## [Extracted records]
━━━━

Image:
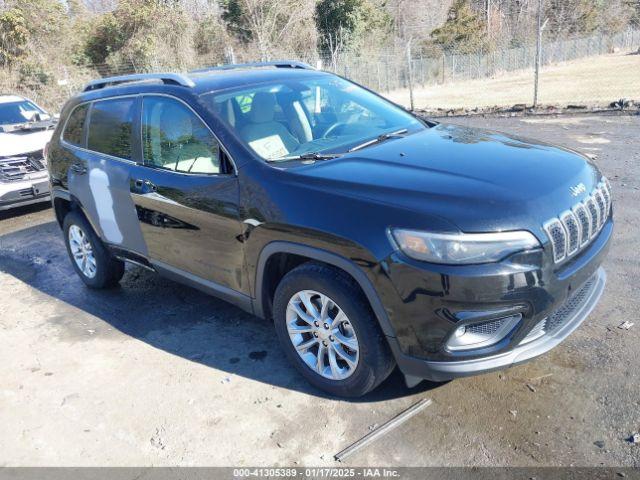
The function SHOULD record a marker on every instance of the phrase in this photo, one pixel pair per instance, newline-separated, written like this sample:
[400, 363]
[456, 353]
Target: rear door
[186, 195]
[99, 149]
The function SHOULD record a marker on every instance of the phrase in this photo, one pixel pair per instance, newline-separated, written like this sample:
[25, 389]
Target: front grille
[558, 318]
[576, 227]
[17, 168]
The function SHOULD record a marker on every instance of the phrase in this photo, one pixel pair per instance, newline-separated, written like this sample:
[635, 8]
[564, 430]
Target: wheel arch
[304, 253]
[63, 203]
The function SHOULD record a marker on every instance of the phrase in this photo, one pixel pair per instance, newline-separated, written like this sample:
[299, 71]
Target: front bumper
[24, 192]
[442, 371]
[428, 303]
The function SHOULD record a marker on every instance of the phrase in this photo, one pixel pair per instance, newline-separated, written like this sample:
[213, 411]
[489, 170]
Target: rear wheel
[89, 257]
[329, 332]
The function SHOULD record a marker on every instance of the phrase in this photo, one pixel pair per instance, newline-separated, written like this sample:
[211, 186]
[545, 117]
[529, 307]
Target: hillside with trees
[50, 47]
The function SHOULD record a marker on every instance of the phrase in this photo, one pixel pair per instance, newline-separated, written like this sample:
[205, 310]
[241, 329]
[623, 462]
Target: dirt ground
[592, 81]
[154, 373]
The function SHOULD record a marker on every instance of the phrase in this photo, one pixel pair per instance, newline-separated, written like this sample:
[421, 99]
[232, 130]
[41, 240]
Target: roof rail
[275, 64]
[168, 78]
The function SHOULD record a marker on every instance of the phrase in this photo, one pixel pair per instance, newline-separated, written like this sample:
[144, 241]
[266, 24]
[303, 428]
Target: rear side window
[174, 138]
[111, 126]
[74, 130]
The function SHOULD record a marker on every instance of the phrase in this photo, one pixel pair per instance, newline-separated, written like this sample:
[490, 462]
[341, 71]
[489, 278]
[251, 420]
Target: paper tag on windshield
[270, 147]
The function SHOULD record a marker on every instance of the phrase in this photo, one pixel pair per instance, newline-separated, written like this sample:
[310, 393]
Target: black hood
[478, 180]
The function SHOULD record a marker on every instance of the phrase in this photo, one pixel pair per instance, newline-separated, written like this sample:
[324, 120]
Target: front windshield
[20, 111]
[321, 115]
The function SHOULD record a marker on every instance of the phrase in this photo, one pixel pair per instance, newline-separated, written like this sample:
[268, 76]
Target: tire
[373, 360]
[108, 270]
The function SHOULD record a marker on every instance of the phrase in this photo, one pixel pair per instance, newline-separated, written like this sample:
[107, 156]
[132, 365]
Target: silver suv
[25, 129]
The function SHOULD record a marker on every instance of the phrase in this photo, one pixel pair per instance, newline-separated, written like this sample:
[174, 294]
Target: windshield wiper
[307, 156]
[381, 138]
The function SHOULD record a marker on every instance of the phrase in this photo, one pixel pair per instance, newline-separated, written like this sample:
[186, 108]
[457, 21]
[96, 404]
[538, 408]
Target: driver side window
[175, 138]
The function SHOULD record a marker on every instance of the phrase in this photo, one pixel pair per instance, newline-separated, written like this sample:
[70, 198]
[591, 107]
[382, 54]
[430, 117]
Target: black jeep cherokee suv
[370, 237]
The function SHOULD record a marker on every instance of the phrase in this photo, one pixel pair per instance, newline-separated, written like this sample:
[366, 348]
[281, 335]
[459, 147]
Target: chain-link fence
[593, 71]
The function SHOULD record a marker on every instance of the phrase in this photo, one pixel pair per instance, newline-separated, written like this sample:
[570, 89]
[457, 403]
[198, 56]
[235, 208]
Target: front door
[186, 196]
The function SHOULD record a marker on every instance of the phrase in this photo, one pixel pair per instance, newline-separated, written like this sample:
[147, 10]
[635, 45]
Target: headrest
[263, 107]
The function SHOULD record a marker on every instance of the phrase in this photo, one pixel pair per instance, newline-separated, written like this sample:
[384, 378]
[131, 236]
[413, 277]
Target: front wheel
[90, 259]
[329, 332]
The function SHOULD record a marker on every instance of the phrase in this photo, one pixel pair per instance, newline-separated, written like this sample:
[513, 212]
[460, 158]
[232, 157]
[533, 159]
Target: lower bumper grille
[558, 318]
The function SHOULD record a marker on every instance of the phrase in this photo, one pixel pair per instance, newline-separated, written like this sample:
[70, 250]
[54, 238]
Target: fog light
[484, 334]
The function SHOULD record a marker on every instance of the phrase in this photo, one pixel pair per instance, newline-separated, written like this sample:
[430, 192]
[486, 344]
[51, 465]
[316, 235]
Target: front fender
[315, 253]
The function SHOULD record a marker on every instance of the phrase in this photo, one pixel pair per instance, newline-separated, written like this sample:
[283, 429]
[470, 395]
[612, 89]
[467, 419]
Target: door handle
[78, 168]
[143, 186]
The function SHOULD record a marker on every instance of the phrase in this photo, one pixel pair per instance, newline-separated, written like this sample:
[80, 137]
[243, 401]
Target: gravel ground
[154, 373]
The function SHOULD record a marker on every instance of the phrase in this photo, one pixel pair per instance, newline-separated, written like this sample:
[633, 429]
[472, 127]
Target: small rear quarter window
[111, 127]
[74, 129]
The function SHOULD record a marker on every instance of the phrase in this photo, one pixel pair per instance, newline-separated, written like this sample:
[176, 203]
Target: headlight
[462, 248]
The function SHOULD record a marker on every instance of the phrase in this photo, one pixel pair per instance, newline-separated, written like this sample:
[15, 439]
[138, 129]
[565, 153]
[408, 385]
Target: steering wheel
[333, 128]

━━━━

## [Work to complete]
Only the listing above, set down exactly and without pictures, belongs in the answer.

## [Output below]
Image:
The function SHOULD record a marker on every instance of the phrase in this photo, one pixel pair per instance, newline-separated, written like this sample:
[400, 363]
[456, 353]
Target: rear door
[186, 195]
[99, 149]
The function SHOULD record a marker on every instance of the phrase in this photo, one pixel pair per instance, newline-separated, written like this sample:
[25, 389]
Target: front grille
[558, 318]
[576, 227]
[17, 168]
The function SHOULD record a marker on every instance of the phrase in this photo, one pixel pair per instance, newline-separated, written like this sample:
[635, 8]
[564, 430]
Target: wheel arch
[304, 253]
[63, 203]
The function SHOULD record a marker on every instance of the phrase in this photo, one pixel pair per instance, newline-separated, written like this sample:
[299, 71]
Target: front bumper
[24, 192]
[442, 371]
[428, 303]
The function SHOULD record a marker on every instance of the phrase in this photo, one pixel pair per instance, newline-separated, written like this sample:
[213, 411]
[489, 170]
Target: rear wheel
[89, 257]
[329, 332]
The function SHOULD record a marker on every instance of the phrase in this photo, one pixel pair per instance, newline-separated, written like this sample:
[211, 186]
[545, 117]
[529, 307]
Target: hillside with trees
[50, 47]
The function SHOULD record a marker on every instance of the phrase in this photo, one pixel pair per instance, newline-separated, written like this sample:
[205, 310]
[241, 329]
[623, 462]
Target: dirt ground
[592, 81]
[154, 373]
The function SHOULD record a marker on every instance of the phrase in this photo, one pixel pair per instance, newline-separated, written like this sample:
[421, 99]
[232, 130]
[41, 240]
Target: roof rail
[275, 64]
[168, 78]
The function SHOULD record a marker on every instance of the phrase in this photo, one pixel pair per instance, newline-separated, written like this sample:
[144, 241]
[266, 24]
[303, 428]
Target: rear side window
[174, 138]
[111, 126]
[74, 130]
The function SHOULD record a marker on every instance of the phrase in this photo, one pixel pair per instance, newline-separated, written like this sample:
[490, 462]
[341, 71]
[489, 278]
[251, 420]
Target: paper tag on windshield
[270, 147]
The function SHOULD record a marker on every instance of the phrase in this photo, one pixel pair per instance, newline-separated, written like this sample:
[310, 393]
Target: black hood
[478, 180]
The function SHOULD record a marker on every instance of the phrase in this photo, one pixel pair per instance, newline-separated, written like this sample:
[324, 120]
Target: front windshield
[20, 111]
[321, 115]
The function SHOULD record a marker on every instance of the phrase in this photo, one pixel pair per instance, newline-separated, written like this sample:
[268, 76]
Target: tire
[373, 360]
[108, 270]
The function SHOULD record a marker on every instance of the phrase in this photo, one pixel pair per instance, newline-separated, written like this sample:
[107, 156]
[132, 365]
Target: silver suv
[25, 129]
The function SHOULD record a marker on every instance of the phrase in this photo, one pixel pair per instance, newline-separated, written like this sample:
[174, 294]
Target: windshield wiper
[307, 156]
[381, 138]
The function SHOULD record a marker on every instance of the phrase in this photo, one pixel pair per instance, newline-separated, written like this sample:
[186, 108]
[457, 21]
[96, 404]
[538, 408]
Target: driver side window
[175, 138]
The function SHOULD record a marker on every instance of the phrase in this photo, one pixel pair per instance, newline-separated, written like this sample:
[70, 198]
[591, 107]
[382, 54]
[430, 117]
Target: black jeep cherokee suv
[370, 237]
The function SHOULD record a marker on every instance of the phrase in this photo, one pixel pair per instance, newline-separated, written like this sample:
[366, 348]
[281, 335]
[459, 147]
Target: chain-link fence
[593, 71]
The function SHOULD record a marker on every instance of the phrase in this photo, one pixel pair per instance, newline-separated, written like this sample:
[570, 89]
[457, 403]
[198, 56]
[235, 208]
Target: front door
[186, 196]
The function SHOULD record a marker on every instance of the phrase in this photo, one pixel pair per instance, newline-separated, written like this sample:
[147, 10]
[635, 45]
Target: headrest
[263, 107]
The function SHOULD record a marker on every instance of the phrase in this photo, one pixel pair per instance, newline-separated, written like this sample:
[384, 378]
[131, 236]
[413, 277]
Target: front wheel
[90, 259]
[329, 332]
The function SHOULD record a marker on every instance of the phrase in this photo, one pixel pair per instance, newline-separated, written like this sample:
[513, 212]
[460, 158]
[232, 157]
[533, 159]
Target: lower bumper grille
[558, 318]
The function SHOULD record a marker on every instance of the phrase in this photo, one pixel pair per instance, newline-separated, written like this sample:
[70, 250]
[54, 238]
Target: fog light
[484, 334]
The function SHOULD record a marker on every instance of the phrase in this photo, one pixel pair per instance, newline-separated, written like this sample:
[430, 192]
[486, 344]
[51, 465]
[316, 235]
Target: front fender
[315, 253]
The function SHOULD record a marker on every instance of the phrase in this photo, one pixel pair per instance, newline-separated, written like this sample:
[283, 429]
[470, 395]
[612, 89]
[467, 419]
Target: door handle
[78, 168]
[143, 186]
The function SHOULD record a marker on every instance of the phrase in this photo, one pixel pair per instance, newline-separated, written like this sample:
[80, 137]
[243, 401]
Target: gravel ground
[154, 373]
The function SHOULD record a marker on every instance of the phrase in this photo, one pixel pair per instance, newline-separated, written like this sample:
[633, 429]
[472, 127]
Target: small rear quarter window
[111, 127]
[74, 129]
The function SHOULD record a marker on every instance of the phrase in this photo, one pixel pair per instance, newline-separated, written like this sample:
[176, 203]
Target: headlight
[462, 248]
The function SHOULD record a marker on every instance of the phrase in this photo, one pixel pair per instance, newline-separated, written like this sample:
[15, 439]
[138, 129]
[565, 153]
[408, 385]
Target: steering wheel
[333, 128]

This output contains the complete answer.